[Point-per-instance localization data]

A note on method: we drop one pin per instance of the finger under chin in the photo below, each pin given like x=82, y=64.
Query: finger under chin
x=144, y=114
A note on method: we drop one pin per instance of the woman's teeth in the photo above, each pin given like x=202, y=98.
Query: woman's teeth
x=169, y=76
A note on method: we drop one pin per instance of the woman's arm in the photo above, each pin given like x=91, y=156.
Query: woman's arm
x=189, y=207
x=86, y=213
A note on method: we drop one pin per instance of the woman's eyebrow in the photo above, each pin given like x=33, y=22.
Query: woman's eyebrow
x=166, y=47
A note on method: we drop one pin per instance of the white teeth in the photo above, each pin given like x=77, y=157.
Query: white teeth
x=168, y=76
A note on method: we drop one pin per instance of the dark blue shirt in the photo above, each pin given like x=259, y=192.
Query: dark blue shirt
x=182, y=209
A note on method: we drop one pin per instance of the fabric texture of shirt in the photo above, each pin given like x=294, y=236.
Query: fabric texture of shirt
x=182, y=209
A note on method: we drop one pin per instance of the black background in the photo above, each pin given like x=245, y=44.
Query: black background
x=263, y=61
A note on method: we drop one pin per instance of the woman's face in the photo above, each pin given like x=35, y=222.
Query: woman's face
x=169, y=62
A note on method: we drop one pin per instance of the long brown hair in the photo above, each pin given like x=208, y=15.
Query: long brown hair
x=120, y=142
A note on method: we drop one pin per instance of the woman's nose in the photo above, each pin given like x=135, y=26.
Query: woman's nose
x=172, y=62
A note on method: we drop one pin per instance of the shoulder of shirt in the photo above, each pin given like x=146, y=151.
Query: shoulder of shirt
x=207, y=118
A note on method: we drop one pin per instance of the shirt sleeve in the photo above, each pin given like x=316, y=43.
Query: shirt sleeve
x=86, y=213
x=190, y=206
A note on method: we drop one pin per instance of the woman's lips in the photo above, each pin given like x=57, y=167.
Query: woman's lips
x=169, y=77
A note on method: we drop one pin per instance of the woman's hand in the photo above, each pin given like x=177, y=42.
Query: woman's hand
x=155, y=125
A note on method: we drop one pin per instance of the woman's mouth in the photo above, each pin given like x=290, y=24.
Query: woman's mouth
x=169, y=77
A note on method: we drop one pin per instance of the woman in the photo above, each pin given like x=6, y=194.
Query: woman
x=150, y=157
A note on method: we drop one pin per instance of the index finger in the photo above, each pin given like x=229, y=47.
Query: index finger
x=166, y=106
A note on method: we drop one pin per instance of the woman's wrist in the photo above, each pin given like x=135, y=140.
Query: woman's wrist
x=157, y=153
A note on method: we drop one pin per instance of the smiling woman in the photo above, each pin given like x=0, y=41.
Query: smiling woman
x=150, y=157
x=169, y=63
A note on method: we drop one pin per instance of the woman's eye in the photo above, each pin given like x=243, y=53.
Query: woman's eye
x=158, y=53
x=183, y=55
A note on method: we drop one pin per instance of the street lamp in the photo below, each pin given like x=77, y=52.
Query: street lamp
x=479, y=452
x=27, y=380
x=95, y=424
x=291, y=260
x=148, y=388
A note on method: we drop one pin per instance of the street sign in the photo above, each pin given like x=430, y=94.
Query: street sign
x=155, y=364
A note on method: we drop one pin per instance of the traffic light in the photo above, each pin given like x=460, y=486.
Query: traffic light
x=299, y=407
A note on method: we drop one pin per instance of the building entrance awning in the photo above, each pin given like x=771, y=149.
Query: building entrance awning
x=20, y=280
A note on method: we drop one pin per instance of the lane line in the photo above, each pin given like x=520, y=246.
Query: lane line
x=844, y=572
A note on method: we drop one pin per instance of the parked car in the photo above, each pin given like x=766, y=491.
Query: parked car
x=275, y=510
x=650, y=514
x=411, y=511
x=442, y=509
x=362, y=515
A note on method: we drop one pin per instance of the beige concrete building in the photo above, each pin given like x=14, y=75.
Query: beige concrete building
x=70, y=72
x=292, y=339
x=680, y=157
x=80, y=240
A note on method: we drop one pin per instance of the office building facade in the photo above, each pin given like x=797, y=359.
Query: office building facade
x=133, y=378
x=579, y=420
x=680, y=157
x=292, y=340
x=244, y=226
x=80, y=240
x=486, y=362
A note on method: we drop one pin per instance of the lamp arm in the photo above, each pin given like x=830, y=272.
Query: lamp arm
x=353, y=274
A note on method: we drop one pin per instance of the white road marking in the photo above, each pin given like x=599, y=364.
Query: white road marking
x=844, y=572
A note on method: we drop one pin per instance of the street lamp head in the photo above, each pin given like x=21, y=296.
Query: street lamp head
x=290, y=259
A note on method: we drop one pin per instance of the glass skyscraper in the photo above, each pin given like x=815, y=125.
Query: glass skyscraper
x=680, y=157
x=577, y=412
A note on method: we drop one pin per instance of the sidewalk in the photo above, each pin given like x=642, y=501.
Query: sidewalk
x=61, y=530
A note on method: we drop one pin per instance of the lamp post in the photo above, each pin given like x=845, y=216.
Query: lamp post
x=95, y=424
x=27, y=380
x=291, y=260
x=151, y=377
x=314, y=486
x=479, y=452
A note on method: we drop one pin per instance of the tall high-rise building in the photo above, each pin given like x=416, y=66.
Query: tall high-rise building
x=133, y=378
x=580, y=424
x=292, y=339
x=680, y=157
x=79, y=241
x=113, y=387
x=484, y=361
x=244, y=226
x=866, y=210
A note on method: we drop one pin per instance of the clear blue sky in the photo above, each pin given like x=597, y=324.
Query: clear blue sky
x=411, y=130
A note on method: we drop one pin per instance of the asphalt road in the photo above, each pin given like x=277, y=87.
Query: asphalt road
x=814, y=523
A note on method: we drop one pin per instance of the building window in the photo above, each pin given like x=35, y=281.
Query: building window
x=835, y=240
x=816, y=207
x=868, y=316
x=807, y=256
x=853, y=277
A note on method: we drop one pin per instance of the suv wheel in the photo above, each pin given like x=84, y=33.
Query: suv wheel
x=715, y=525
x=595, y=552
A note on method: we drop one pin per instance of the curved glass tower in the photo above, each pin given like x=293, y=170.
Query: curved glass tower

● **Exercise details**
Work out how many lines in the records hold the word "tower", and answer with that number alone.

● **Response area**
2